§ **Exercise requirements**:
Reproduce verbatim the records from their first line through the line containing "65], [45, 65]]", with both ends included.

-- begin --

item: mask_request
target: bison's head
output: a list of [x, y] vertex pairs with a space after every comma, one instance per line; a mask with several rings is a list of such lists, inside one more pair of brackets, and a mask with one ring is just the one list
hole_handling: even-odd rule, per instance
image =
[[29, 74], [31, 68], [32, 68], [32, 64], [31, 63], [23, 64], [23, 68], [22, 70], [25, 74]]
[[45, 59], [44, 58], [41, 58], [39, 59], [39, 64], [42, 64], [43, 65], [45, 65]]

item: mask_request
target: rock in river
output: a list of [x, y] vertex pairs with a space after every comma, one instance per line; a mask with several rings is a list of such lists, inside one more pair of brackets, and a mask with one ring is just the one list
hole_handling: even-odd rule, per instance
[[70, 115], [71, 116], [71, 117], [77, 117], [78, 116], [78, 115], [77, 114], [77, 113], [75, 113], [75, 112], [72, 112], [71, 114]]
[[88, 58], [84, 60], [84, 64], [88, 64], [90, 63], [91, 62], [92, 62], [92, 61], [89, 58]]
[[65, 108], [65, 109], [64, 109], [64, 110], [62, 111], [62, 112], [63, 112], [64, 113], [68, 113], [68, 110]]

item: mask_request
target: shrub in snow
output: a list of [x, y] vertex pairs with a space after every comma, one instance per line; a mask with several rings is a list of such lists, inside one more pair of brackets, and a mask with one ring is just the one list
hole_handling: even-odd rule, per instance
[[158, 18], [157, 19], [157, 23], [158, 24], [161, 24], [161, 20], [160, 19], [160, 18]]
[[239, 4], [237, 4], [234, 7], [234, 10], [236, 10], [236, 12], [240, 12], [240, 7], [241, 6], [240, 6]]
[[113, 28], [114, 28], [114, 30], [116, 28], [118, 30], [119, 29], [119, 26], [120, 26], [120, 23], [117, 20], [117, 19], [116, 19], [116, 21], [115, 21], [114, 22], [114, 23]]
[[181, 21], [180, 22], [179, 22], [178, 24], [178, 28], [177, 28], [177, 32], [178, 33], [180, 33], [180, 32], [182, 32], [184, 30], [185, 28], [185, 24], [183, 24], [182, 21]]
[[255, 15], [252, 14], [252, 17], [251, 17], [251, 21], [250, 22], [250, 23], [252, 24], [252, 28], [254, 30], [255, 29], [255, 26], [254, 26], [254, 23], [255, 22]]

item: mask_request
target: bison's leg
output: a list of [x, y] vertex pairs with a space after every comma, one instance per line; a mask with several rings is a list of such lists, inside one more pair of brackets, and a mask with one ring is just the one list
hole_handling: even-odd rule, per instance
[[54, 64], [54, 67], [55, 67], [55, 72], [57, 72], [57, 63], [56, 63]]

-- end --

§ **Task solution**:
item: mask_request
target: bison's head
output: a list of [x, y] vertex pairs with a space after every comma, one instance per line; a mask with several rings is a list of such lists, inside one more pair of brackets, and a mask with one ring is just the one list
hole_handling: even-odd rule, per instance
image =
[[29, 74], [31, 68], [32, 68], [32, 64], [31, 63], [23, 64], [23, 68], [22, 70], [25, 74]]
[[45, 59], [44, 58], [41, 58], [39, 59], [39, 64], [42, 64], [43, 65], [45, 65]]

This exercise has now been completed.